» REQUEST
From the material below, copy every line that contains the string "white", matching case exactly.

Outline annotation records
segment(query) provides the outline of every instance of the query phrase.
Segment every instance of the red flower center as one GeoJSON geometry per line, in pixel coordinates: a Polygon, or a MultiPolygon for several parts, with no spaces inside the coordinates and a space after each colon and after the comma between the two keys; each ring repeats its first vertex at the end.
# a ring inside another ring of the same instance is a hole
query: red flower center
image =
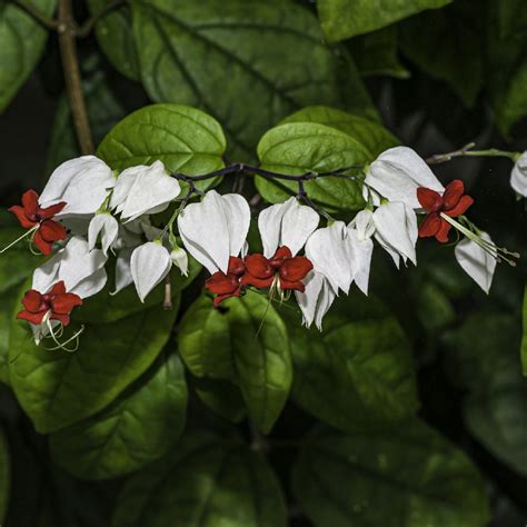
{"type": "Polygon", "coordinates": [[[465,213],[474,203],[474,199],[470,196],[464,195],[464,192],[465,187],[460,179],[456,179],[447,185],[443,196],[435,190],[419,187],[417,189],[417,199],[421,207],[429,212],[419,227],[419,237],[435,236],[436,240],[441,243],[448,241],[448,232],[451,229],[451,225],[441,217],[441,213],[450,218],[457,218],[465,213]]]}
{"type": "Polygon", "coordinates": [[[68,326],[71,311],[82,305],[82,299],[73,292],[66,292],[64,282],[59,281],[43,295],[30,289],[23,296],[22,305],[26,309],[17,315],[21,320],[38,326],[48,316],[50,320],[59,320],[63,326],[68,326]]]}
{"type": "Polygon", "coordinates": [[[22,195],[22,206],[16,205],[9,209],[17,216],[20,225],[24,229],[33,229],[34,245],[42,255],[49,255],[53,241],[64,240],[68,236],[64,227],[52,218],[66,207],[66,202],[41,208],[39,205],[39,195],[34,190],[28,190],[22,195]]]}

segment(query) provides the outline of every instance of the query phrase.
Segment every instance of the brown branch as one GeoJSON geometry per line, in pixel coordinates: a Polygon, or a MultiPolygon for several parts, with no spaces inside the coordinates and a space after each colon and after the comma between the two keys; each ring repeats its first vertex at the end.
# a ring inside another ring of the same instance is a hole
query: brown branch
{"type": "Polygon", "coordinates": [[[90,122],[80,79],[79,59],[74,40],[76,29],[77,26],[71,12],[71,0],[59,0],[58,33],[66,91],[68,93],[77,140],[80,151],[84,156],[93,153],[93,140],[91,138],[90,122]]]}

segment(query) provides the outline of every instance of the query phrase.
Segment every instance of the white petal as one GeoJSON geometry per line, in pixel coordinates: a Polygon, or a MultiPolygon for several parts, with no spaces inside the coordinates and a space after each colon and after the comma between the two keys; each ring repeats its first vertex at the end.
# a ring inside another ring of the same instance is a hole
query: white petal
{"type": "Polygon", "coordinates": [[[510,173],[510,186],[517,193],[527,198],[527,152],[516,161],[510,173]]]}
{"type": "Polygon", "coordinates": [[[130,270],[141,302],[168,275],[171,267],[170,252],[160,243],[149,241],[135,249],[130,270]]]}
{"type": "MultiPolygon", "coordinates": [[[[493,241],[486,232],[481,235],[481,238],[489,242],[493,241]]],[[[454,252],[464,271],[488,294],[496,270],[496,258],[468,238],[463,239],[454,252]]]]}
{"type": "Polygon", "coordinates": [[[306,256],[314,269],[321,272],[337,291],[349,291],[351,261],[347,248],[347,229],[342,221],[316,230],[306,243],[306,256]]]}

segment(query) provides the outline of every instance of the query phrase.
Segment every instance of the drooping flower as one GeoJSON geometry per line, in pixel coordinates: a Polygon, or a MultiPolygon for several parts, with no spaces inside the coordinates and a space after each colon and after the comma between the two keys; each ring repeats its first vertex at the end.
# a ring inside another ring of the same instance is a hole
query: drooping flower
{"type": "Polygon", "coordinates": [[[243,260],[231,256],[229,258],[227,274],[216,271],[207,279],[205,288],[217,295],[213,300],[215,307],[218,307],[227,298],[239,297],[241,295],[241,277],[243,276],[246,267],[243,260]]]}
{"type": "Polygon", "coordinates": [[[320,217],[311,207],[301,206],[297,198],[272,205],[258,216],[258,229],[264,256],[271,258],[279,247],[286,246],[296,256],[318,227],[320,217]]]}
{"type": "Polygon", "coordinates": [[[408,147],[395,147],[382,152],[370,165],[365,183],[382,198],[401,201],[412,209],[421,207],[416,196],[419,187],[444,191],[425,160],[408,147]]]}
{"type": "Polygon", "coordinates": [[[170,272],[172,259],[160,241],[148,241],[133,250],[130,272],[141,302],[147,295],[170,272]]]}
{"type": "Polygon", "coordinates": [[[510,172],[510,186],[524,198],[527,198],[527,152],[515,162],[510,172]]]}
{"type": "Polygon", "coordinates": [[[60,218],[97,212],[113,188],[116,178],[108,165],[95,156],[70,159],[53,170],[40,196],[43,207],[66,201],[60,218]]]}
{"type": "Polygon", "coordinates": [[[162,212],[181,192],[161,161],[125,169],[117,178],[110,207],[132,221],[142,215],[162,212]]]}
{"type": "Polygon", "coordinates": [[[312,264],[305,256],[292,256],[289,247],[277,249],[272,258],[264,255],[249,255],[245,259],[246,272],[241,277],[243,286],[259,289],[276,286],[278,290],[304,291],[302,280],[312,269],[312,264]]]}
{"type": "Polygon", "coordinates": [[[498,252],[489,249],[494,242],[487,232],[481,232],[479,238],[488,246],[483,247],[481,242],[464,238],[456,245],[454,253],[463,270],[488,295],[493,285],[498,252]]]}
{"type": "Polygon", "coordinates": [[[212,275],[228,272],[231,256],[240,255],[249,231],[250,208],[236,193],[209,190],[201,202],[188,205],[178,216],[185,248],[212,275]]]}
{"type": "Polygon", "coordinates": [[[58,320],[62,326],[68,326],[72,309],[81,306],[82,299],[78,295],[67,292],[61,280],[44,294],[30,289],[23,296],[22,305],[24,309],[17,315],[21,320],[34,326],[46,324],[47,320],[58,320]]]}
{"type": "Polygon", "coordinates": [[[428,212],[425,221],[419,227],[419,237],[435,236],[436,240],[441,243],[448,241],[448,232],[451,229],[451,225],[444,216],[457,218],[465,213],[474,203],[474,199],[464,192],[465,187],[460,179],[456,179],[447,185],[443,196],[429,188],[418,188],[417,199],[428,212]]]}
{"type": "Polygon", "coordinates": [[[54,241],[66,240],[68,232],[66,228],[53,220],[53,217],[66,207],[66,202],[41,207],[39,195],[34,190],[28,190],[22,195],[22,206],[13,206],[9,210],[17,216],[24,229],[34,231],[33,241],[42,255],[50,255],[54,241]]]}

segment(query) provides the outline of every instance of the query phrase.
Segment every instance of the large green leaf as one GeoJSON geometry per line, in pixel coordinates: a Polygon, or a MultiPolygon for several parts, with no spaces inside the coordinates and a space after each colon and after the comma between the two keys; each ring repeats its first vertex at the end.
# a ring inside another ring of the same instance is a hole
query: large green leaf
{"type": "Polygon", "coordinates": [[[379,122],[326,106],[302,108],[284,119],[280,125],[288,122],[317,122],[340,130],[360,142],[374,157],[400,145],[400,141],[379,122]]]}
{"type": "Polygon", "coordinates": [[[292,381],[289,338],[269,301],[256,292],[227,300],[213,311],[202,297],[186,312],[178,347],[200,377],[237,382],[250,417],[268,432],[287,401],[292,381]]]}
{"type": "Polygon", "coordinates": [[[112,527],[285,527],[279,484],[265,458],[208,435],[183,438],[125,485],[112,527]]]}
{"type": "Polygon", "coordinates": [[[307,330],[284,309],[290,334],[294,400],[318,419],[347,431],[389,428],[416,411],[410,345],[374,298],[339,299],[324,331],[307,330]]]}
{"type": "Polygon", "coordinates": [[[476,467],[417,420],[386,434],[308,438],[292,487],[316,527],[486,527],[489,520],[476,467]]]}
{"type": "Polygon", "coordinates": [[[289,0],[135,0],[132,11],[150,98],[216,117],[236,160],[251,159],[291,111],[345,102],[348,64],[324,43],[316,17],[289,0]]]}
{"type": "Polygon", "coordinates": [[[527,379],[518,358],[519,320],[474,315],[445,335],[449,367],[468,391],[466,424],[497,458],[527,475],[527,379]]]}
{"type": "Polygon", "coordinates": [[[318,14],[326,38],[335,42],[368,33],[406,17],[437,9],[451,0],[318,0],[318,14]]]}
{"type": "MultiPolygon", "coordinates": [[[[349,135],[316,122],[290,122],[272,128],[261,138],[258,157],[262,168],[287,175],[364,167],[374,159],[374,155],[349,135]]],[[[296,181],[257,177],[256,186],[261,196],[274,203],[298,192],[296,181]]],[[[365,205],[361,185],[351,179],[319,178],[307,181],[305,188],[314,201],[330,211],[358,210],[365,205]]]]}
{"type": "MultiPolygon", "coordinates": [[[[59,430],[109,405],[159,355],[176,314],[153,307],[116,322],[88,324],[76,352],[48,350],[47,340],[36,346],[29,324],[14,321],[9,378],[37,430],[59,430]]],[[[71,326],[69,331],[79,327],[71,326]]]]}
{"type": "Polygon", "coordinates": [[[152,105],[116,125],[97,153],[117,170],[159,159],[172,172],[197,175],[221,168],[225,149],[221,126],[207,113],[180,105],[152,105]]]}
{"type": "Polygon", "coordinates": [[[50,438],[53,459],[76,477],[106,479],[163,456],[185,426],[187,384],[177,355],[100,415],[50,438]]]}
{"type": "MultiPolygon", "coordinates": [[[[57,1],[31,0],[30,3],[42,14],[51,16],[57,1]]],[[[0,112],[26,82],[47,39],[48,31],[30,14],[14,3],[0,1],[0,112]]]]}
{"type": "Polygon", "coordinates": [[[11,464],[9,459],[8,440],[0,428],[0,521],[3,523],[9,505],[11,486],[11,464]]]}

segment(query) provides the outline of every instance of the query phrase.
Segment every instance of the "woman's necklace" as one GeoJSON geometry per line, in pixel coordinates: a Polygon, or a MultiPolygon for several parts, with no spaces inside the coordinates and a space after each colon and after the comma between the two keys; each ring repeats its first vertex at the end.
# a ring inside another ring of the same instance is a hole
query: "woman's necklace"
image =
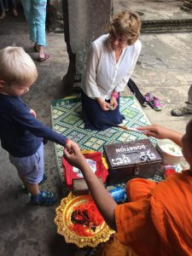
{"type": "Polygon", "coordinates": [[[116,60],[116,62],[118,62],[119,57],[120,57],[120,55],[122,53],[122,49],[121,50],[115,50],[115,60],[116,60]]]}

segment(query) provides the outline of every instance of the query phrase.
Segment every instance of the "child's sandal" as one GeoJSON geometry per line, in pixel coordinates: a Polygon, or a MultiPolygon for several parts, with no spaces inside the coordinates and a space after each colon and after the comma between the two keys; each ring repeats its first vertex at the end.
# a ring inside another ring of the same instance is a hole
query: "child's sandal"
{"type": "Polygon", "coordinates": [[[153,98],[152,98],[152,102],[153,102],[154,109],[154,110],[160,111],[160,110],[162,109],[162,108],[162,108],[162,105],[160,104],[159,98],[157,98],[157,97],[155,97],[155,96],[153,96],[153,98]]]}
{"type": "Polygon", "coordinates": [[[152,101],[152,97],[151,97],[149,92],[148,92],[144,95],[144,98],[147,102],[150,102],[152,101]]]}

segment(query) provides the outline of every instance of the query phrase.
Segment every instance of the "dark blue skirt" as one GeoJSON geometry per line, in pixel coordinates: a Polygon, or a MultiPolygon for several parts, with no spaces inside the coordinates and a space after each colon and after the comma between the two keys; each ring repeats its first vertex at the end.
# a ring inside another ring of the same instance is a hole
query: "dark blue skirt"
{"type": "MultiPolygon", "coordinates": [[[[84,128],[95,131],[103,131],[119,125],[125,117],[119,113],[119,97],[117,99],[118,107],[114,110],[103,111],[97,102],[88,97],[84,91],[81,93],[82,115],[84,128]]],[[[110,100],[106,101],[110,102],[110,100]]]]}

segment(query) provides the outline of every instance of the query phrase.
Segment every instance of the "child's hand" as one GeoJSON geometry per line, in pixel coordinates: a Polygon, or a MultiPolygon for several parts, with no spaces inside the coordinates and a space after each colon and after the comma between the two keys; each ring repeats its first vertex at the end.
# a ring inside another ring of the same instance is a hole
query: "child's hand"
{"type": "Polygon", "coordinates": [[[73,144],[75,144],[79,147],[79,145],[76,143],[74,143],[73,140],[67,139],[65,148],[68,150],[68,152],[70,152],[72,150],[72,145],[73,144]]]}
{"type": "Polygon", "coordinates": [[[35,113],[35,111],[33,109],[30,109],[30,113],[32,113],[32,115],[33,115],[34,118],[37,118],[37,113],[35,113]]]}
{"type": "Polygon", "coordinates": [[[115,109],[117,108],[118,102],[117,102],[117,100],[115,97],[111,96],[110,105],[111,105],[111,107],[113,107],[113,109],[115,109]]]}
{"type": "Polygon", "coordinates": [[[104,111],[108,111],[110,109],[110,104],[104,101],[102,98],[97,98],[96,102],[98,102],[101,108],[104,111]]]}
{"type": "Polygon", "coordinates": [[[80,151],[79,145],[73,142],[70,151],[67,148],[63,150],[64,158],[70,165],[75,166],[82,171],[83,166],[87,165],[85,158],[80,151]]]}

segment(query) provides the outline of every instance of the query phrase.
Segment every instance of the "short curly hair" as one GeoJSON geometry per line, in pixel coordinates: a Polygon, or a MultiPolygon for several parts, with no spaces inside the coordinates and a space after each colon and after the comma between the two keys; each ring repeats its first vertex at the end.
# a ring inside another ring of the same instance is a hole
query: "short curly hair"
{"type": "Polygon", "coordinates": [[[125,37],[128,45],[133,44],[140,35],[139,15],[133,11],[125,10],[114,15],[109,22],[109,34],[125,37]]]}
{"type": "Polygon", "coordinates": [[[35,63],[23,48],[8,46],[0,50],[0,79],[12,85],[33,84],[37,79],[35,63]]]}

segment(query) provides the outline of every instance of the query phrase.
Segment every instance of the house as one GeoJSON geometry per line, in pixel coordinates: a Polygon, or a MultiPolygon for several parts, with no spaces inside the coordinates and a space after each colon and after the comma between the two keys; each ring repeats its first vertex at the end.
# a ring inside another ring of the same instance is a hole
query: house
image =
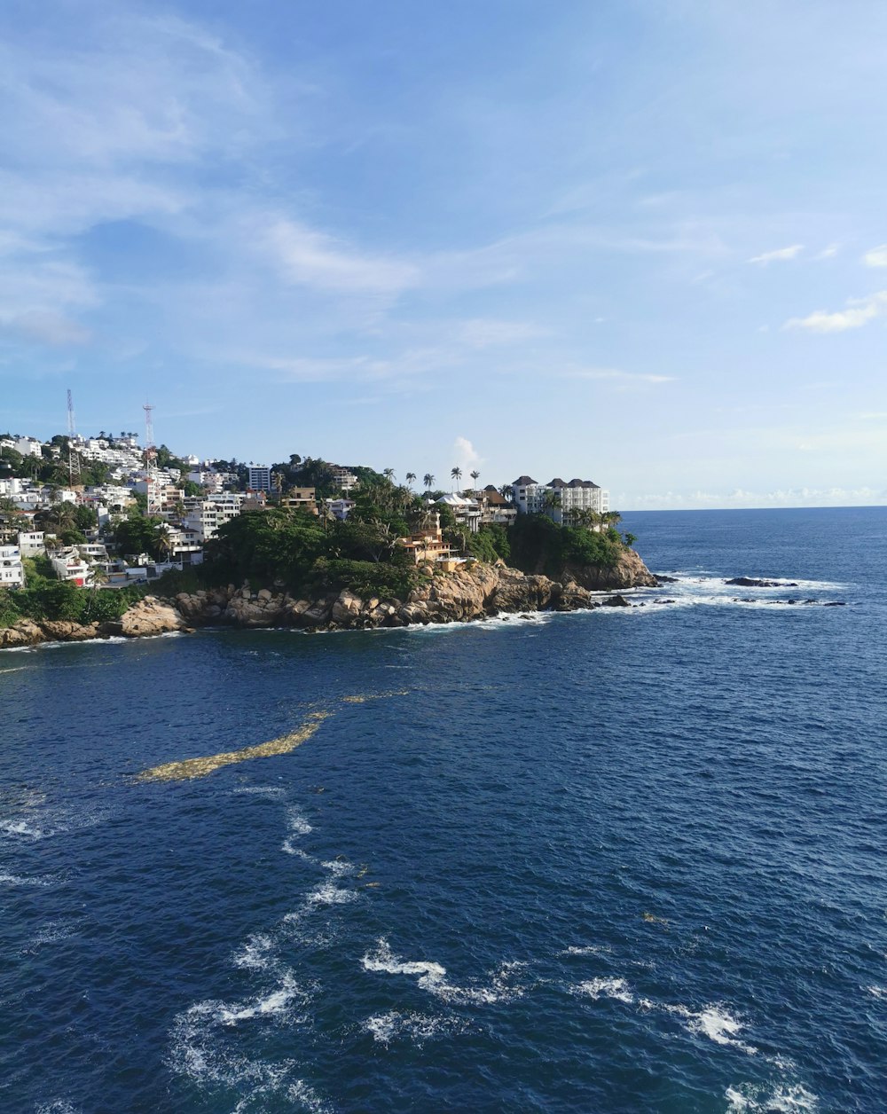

» SOLUTION FOR THIS EXERCISE
Segment every instance of the white petal as one GeoJSON geometry per line, in pixel coordinates: a Polygon, or a MultiPolygon for several parts, with no spaces inside the coordinates and a space after each colon and after the comma between the two keys; each ring repeats its first vertex at the end.
query: white petal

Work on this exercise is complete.